GIVEN REQUEST
Render the lines of the listing from the line containing "For every instance of the man in blue" up to and including the final line of the listing as a Markdown table with the columns No. and Line, numbering each line and omitting any blank lines.

##### DATA PROVIDED

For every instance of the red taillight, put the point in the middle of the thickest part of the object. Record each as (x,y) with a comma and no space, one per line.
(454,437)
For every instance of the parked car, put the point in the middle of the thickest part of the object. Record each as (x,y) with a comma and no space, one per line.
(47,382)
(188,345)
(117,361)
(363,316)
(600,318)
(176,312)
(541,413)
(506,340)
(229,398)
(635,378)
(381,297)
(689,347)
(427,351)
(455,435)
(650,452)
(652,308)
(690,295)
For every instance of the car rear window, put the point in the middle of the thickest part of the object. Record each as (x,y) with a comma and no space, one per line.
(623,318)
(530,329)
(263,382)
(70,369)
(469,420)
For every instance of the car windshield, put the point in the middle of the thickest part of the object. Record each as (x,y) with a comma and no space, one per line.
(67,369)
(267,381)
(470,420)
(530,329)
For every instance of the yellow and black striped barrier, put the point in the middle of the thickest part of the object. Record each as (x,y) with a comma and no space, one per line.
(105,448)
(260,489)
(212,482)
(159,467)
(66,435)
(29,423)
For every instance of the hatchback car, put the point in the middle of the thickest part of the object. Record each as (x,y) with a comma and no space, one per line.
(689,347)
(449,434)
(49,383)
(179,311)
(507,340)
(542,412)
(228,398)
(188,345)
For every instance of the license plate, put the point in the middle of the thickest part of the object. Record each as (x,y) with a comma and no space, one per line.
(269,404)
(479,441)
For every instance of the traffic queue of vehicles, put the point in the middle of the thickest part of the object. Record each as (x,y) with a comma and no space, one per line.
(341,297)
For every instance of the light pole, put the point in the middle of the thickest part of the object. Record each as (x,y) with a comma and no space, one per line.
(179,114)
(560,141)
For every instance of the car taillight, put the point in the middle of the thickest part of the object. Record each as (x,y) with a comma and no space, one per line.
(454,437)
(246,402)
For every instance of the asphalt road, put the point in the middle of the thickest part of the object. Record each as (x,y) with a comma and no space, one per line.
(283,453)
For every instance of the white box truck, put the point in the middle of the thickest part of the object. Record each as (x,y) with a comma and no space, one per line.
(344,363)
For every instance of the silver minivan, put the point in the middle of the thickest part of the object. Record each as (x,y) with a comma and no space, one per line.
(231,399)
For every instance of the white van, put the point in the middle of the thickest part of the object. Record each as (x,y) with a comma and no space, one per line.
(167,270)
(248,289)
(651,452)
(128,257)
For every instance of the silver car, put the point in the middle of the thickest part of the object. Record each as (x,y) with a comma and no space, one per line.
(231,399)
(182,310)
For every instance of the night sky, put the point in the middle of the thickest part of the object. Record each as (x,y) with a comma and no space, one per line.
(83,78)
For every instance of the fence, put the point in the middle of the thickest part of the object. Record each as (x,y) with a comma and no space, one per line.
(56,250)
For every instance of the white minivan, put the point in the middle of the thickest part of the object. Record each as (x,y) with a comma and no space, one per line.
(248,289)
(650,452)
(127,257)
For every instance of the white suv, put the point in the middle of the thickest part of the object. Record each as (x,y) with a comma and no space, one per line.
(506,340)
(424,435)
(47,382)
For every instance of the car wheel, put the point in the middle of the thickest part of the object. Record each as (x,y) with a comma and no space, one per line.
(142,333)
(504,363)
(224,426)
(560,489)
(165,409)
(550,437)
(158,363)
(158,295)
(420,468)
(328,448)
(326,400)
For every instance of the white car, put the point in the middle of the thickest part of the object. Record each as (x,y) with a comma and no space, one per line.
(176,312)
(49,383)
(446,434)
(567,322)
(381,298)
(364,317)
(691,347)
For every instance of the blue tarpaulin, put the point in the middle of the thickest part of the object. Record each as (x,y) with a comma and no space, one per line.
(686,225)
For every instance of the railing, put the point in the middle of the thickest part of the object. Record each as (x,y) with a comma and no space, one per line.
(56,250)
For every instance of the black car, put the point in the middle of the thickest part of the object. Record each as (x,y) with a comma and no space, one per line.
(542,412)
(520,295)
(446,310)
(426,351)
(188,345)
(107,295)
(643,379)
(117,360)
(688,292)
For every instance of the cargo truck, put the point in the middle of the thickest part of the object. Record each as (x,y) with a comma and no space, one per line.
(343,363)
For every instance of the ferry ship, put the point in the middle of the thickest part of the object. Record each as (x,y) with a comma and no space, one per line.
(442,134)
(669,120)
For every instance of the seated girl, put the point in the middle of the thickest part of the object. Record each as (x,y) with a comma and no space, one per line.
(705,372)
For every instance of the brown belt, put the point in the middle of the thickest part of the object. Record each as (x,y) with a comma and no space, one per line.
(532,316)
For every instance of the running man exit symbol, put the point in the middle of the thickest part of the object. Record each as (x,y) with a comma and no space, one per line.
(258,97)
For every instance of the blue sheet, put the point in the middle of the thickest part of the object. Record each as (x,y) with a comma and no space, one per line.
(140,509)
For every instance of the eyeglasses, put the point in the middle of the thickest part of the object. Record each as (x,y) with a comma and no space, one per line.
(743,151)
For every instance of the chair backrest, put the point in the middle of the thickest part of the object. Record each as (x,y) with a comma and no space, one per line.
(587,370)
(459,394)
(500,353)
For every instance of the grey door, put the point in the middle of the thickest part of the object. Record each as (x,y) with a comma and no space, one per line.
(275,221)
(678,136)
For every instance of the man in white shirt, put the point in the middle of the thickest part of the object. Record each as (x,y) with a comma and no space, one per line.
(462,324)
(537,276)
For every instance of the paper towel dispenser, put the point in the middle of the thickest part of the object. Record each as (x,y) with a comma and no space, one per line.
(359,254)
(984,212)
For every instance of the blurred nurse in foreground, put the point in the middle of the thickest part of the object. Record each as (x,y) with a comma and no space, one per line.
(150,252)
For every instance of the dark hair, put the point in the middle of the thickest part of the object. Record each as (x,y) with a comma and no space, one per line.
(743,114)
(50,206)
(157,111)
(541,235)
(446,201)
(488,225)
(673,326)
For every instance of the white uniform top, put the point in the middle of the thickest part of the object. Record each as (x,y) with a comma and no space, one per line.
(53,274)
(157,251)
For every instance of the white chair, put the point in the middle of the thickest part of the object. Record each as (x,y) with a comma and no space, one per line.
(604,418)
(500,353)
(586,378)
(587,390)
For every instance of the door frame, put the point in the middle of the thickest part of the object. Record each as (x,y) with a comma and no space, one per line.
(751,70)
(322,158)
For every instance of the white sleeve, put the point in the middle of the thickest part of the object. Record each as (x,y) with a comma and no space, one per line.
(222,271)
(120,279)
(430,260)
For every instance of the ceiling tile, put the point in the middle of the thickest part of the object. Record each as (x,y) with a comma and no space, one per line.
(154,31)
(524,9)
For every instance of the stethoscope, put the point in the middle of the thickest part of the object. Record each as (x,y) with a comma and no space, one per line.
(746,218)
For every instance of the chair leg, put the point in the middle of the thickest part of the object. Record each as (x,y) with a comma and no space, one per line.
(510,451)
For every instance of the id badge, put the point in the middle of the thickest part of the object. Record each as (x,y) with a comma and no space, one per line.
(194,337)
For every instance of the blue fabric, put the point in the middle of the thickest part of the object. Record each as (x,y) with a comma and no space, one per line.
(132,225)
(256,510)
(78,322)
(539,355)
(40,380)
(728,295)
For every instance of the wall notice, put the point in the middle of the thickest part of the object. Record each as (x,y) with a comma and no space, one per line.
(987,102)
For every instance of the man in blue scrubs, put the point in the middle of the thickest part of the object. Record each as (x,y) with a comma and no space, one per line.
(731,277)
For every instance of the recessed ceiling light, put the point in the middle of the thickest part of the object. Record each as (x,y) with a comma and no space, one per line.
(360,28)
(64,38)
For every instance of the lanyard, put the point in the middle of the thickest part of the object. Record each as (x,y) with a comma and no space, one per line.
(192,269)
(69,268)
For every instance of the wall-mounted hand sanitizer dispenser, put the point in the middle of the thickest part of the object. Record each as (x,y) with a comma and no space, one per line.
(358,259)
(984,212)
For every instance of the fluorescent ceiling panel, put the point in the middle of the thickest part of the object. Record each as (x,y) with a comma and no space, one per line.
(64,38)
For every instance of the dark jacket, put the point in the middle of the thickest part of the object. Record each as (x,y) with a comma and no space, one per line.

##########

ANSWER TO THE TASK
| No. | Line |
|---|---|
| 1 | For every instance of the man in blue scrubs, put the point in the middle of the thickest part of the object. Record each as (x,y) with a comma and no space, one per line. |
| 2 | (731,277) |
| 3 | For every instance of the recessed ceiling light, put the point in the middle of the thickest part of the object. Record each as (x,y) with a comma and no space, one per line. |
| 4 | (360,28) |
| 5 | (64,38) |
| 6 | For every instance of the lanyard, put the point in the middle of the thickest part of the object. Record each as (x,y) with a comma and no space, one per line. |
| 7 | (192,269) |
| 8 | (69,268) |
| 9 | For every instance of the wall-mounted hand sanitizer dispenser, put the point in the middle of the thickest part of the object. Record each as (x,y) with a comma and no space, one per line. |
| 10 | (358,259) |
| 11 | (984,212) |
| 12 | For every instance of the fluorescent ceiling panel, put the point in the middle of the thickest part of the object. Record each as (x,y) with a comma and no space, one per line. |
| 13 | (64,38) |
| 14 | For every instance of the dark jacket, put the point in the middle of the thickest part of the object. Record each as (x,y) with a comma and no space, one per line. |